## WORK INSTRUCTIONS:
Continue the forum thread about the Gentoo system on a ThinkPad X1 Carbon that can't find its Bluetooth adapter, picking up right after its last sentence.

-- START TEXT SHOWN --

# Thinkpad X1 Carbon (3rd gen) - Bluetooth not found [SOLVED]

## nagmat84

I have a Thinkpad X1 Carbon (3rd gen) and Gentoo does not find the Bluetooth adapter. According to several web site the adapter should work out of the box. The Bluetooth device is enabled in the BIOS, there is no RF switch and the adapter is found and works with Windows 10 (dual boot). Hence, it can't be a hardware fault. Any possible device driver is included in the kernel. However, neither dmesg nor lspci show any Bluetooth interface. Probably, I made a trivial mistake but at the moment I am at a complete loss.

-- END TEXT SHOWN --
-- START DATA EXCERPT --

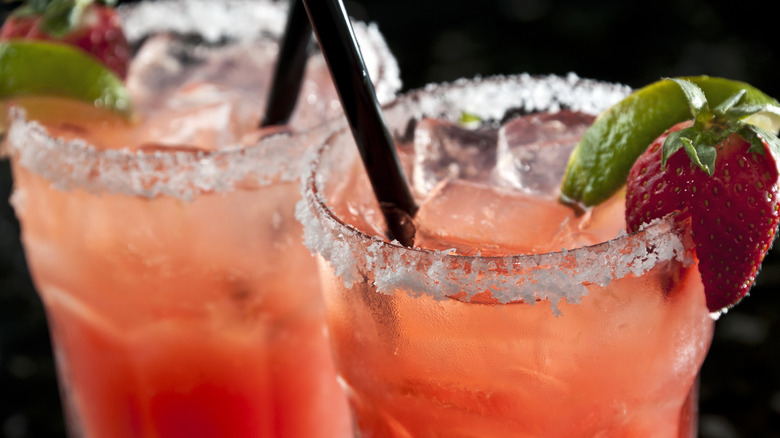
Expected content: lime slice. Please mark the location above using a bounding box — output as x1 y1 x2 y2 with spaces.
561 76 780 207
0 40 131 116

-- END DATA EXCERPT --

## ANSWER TO THE TASK:
lspci: http://pastebin.com/73a00j2H

Kernel config: http://pastebin.com/TBWTGehS

Boot log from dmesg: http://pastebin.com/nScD95XCLast edited by nagmat84 on Thu Apr 21, 2016 4:43 pm; edited 1 time in total

----------

## nagmat84

Nobody? I still suffering from this problem. Another oddity I ran into: The boot log shows

[    6.941341] Bluetooth: hci0: read Intel version: 370810011003110e00

[    6.968653] Bluetooth: hci0: Intel Bluetooth firmware file: intel/ibt-hw-37.8.10-fw-1.10.3.11.e.bseq

[    7.060466] Bluetooth: hci0: Intel Bluetooth firmware patch completed and activated

Hence, I assume th hci0 device was found and should be functional. But if I run "hcitool dev" from the command line, I get the empty list  :Sad: 

----------

## axl

hciconfig hci0 up

try this.

----------

## nagmat84

Hi,

thanks one step more. The command worked and now "hcitool dev" gives me "hci0: 34:02:86:20:CB:31".  :Smile:  But there are still some issues:

(a) KDE still tells me there are no bluetooth devices (bluetooth adapter not found

(b) Why do I have to run this command by hand? I have several computers and I do not have to do anything.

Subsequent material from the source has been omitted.